● **TRY IT**:
The response must contain each line of the material that holds "below".
━━━━━ EXTRACTED ENTRIES ━━━━━
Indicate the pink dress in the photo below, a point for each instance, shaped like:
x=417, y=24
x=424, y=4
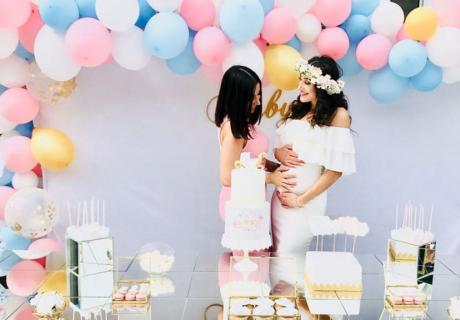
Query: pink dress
x=255, y=146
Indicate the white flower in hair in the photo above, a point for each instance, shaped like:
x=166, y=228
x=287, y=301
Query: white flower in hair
x=315, y=76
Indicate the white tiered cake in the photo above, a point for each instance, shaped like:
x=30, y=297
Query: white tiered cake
x=247, y=219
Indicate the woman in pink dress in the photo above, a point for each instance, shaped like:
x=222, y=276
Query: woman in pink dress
x=238, y=111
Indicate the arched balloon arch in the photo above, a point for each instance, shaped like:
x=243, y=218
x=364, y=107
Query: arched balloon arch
x=45, y=43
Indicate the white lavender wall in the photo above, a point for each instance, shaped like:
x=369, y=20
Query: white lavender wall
x=144, y=144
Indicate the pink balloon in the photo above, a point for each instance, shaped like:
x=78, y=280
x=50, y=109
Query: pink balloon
x=28, y=32
x=211, y=73
x=279, y=26
x=13, y=13
x=211, y=46
x=198, y=13
x=333, y=42
x=18, y=105
x=45, y=244
x=25, y=278
x=88, y=42
x=331, y=13
x=373, y=51
x=5, y=194
x=17, y=154
x=448, y=12
x=261, y=44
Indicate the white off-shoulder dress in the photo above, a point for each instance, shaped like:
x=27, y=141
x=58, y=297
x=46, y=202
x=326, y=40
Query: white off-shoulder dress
x=320, y=148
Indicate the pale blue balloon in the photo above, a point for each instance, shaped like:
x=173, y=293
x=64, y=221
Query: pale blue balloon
x=11, y=241
x=357, y=27
x=186, y=62
x=59, y=14
x=145, y=13
x=429, y=79
x=241, y=20
x=6, y=177
x=87, y=8
x=349, y=63
x=267, y=5
x=408, y=58
x=386, y=86
x=295, y=43
x=364, y=7
x=166, y=35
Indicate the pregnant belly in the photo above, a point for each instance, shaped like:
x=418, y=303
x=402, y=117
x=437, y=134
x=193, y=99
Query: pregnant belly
x=305, y=176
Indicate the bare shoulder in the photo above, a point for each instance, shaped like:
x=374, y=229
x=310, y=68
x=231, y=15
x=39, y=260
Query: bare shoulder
x=341, y=118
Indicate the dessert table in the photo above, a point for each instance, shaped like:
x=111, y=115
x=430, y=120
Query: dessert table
x=191, y=290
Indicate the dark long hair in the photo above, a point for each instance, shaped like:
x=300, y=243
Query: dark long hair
x=326, y=105
x=235, y=101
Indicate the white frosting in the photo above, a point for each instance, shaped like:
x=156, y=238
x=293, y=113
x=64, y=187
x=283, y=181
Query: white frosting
x=263, y=311
x=262, y=301
x=248, y=183
x=333, y=268
x=288, y=311
x=240, y=311
x=454, y=308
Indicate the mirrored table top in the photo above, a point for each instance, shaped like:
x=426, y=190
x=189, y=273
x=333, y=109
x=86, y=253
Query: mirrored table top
x=192, y=289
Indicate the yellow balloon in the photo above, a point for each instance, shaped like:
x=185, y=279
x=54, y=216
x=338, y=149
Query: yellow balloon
x=280, y=62
x=55, y=281
x=421, y=23
x=52, y=148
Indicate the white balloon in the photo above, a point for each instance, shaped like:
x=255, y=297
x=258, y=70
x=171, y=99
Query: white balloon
x=451, y=75
x=128, y=49
x=309, y=27
x=387, y=19
x=298, y=7
x=248, y=55
x=165, y=5
x=9, y=39
x=52, y=57
x=309, y=50
x=118, y=15
x=5, y=127
x=14, y=72
x=444, y=47
x=25, y=180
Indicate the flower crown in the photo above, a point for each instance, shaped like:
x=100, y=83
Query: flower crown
x=316, y=77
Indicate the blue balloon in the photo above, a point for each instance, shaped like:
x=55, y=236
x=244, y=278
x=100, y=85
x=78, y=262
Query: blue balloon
x=349, y=63
x=11, y=241
x=357, y=27
x=25, y=129
x=295, y=43
x=145, y=13
x=87, y=8
x=364, y=7
x=23, y=53
x=7, y=261
x=6, y=177
x=429, y=79
x=385, y=86
x=166, y=35
x=59, y=14
x=241, y=20
x=186, y=62
x=267, y=5
x=408, y=58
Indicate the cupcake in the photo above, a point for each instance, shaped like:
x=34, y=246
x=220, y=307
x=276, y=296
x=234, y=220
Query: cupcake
x=263, y=313
x=262, y=301
x=239, y=313
x=284, y=303
x=287, y=313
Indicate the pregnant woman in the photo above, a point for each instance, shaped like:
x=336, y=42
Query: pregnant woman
x=315, y=141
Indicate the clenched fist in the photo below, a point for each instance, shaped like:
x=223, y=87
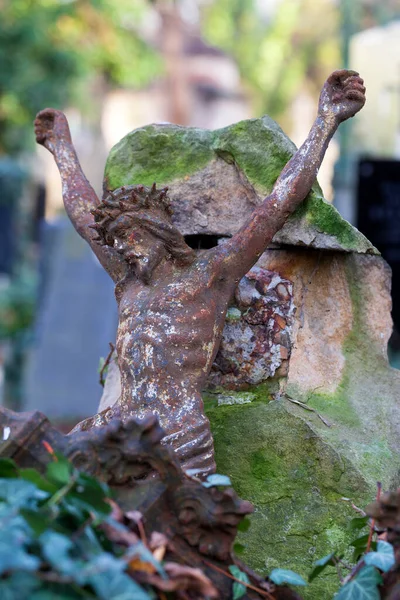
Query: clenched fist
x=342, y=96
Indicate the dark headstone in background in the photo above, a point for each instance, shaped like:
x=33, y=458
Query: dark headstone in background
x=77, y=319
x=378, y=216
x=12, y=178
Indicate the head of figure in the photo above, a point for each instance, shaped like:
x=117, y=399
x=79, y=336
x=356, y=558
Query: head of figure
x=136, y=221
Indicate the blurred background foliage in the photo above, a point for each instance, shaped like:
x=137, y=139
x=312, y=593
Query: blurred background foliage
x=50, y=50
x=276, y=56
x=77, y=53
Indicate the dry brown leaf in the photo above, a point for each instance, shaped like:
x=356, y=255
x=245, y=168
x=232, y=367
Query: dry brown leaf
x=137, y=564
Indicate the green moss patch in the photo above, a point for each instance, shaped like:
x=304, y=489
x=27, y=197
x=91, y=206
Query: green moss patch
x=257, y=147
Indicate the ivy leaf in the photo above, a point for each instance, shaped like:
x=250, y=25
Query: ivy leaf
x=360, y=546
x=320, y=565
x=362, y=587
x=244, y=524
x=358, y=523
x=59, y=472
x=118, y=586
x=55, y=549
x=91, y=494
x=105, y=574
x=286, y=576
x=140, y=551
x=238, y=589
x=383, y=559
x=8, y=468
x=34, y=477
x=18, y=585
x=37, y=521
x=216, y=480
x=12, y=553
x=57, y=591
x=239, y=548
x=19, y=492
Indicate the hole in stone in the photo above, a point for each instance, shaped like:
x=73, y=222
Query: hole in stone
x=203, y=241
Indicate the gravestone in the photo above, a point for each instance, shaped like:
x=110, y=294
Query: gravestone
x=378, y=215
x=75, y=323
x=302, y=402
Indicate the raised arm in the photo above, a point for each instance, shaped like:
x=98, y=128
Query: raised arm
x=52, y=132
x=342, y=96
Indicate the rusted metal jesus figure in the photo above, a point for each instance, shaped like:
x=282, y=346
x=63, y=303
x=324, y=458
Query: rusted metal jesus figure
x=172, y=303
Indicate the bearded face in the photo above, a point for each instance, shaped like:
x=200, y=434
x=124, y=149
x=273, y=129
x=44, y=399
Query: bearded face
x=139, y=247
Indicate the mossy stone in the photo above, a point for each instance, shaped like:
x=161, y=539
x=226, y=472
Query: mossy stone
x=257, y=148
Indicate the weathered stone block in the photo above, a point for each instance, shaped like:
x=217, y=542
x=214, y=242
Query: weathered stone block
x=302, y=402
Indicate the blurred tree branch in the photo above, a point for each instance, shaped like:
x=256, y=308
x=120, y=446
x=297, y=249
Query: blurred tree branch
x=49, y=47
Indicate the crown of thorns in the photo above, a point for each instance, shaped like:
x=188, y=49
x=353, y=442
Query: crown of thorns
x=128, y=199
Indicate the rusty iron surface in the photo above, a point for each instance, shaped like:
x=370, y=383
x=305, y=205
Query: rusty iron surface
x=172, y=303
x=257, y=337
x=201, y=523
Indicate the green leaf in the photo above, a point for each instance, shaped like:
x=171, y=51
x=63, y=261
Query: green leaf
x=238, y=589
x=19, y=492
x=118, y=586
x=37, y=521
x=358, y=523
x=320, y=565
x=140, y=550
x=244, y=524
x=282, y=576
x=239, y=548
x=362, y=587
x=360, y=542
x=8, y=468
x=18, y=585
x=12, y=553
x=360, y=546
x=383, y=559
x=59, y=592
x=35, y=477
x=91, y=494
x=59, y=472
x=55, y=549
x=215, y=480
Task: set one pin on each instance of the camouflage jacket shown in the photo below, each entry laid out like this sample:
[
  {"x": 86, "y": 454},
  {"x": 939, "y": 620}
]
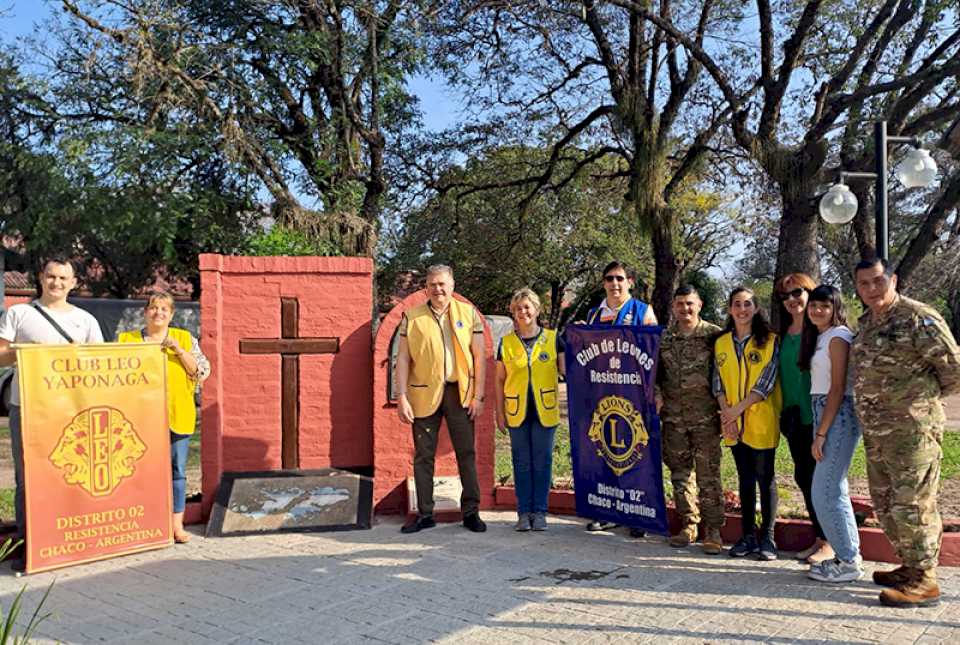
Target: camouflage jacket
[
  {"x": 903, "y": 362},
  {"x": 683, "y": 375}
]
━━━━━
● **THE ANSWER**:
Indicate the pink dress in the photo below, a point for each instance, shaped like:
Indicate the clenched fist in the photo below, a point for each instance, shaped like:
Task: set one pin on each instance of the camouflage jacket shown in the photo below, each entry laid out like this sample:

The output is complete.